<<<<

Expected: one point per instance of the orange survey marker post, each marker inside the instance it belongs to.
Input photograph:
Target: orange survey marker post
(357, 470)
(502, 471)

>>>>

● What the exercise asks
Please write out the whole of the material exactly.

● Finished task
Expected: one point per instance of the orange survey marker post, each marker inside the instance it belongs to.
Input photograph:
Target: orange survey marker post
(357, 470)
(502, 471)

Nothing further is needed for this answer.